** START Passage shown **
2. Pinned Worker Task Flow¶

Pinned Worker handles modification tasks, adopts "connection persistence" mode:

sequenceDiagram
    participant Client as Client
    participant Controller as Controller
    participant Manager as Manager
    participant Scheduler as Scheduler
    participant NodeWorker as Node Worker
    participant PinnedWorker as Pinned Worker
    participant Device as Network Device
    participant Redis as Redis Queue

    Client->>Controller: API Request
    Controller->>Manager: Process Task
    Manager->>Scheduler: Select Running Node
    Scheduler-->>Manager: Return Node Information

    alt Pinned Worker Doesn't Exist
        Manager->>NodeWorker: Create Pinned Worker
        NodeWorker->>PinnedWorker: Start New Process
        PinnedWorker->>Device: Establish SSH Connection
        Device-->>PinnedWorker: Connection Success
        Note over PinnedWorker: Connection Persistence
    else Pinned Worker Already Exists
        Note over Manager,PinnedWorker: Reuse Existing Worker
    end

    Manager->>Redis: Task Enqueue (Device Queue)
    Redis-->>Controller: Return Job ID
    Controller-->>Client: Immediately Return Job ID

    Note over Redis,PinnedWorker: Asynchronous Execution
    Redis->>PinnedWorker: Task Distribution
    PinnedWorker->>Device: Execute Command (Reuse Connection)
    Device-->>PinnedWorker: Return Result
    PinnedWorker->>Redis: Store Result
    Note over PinnedWorker: Keep Connection, Wait for Next Task

    Client->>Controller: Query Task Status
    Controller->>Redis: Get Result
    Redis-->>Controller: Return Result
    Controller-->>Client: Return Task Result

Technical Features¶

NetPulse improves system performance, availability, and scalability through the following three core designs:

Feature Dimension	Core Feature	Actual Effect
Performance Optimization	Persistent SSH Connection	In frequent operation scenarios, can reduce connection establishment time, improve response speed
Availability	Distributed Multi-Node Architecture	Supports multi-node deployment, when single point fails, can continue service through other nodes
Scalability	Plugin Architecture	Extend functionality through plugin mechanism, no need to modify core code

Performance Optimization: Persistent Connection Technology¶

Background: Traditional methods need to establish new connection for each operation, connection establishment process usually takes 2-5 seconds.

Implementation: Pinned Worker maintains persistent SSH connection with device, reuses connection to execute tasks.

Effect: - In scenarios where the same device is frequently operated, can avoid overhead of repeated connection establishment - Actual performance improvement depends on network environment, device response speed, and other factors - Helps improve connection success rate (reduce failures that may be caused by frequent connections) - Reduce resource consumption (reduce overhead of connection establishment)
** END Passage shown **
** START Data section **
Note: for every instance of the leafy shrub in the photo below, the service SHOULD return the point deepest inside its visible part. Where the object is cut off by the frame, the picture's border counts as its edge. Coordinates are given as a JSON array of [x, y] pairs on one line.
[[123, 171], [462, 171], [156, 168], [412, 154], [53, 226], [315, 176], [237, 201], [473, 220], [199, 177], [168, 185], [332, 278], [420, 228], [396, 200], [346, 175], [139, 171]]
** END Data section **
**Task description**
Extend the NetPulse documentation on worker task flow and persistent SSH connections, picking up right after its final sentence.

**Result**
Availability: Distributed Architecture Design¶

Core Capabilities: - Multi-Node Deployment: Supports multi-Controller, multi-Worker node deployment - Fault Handling: When Worker fails, cleanup and reassignment will be performed - State Synchronization: Multi-node state synchronization based on Redis

Deployment Methods: Supports Docker Compose and Kubernetes deployment.

Scalability: Plugin Architecture¶

Design Philosophy: Extend functionality through plugin mechanism, drivers are one type of plugin.

Supported Extensions: - Device Drivers: Can add new device drivers (currently supports Netmiko, NAPALM, PyEAPI, Paramiko, etc.) - Template Engines: Can add new template formats (currently supports Jinja2, TextFSM, TTP, etc.) - Scheduling Algorithms: Can add new scheduling strategies (currently supports greedy, minimum load, etc.) - Notification Mechanisms: Can add new Webhook implementations

Extension Method: Inherit corresponding base class, create class in plugin directory, system will automatically discover and load.

Learn More

For detailed plugin system introduction and development guide, please refer to Plugin System.

Design Decision Explanations¶

Why Three Types of Workers?¶

Question: Why can't we use only one type of Worker to handle all tasks?

Answer: Network operations tasks have two different characteristic requirements: - Query Tasks: Need fast response, can be processed in parallel, don't need strict order - Modification Tasks: Need to guarantee order, can tolerate queuing, but must execute serially

If only one type of Worker is used, either query performance is sacrificed (serial execution), or configuration security is sacrificed (parallel execution may cause configuration conflicts).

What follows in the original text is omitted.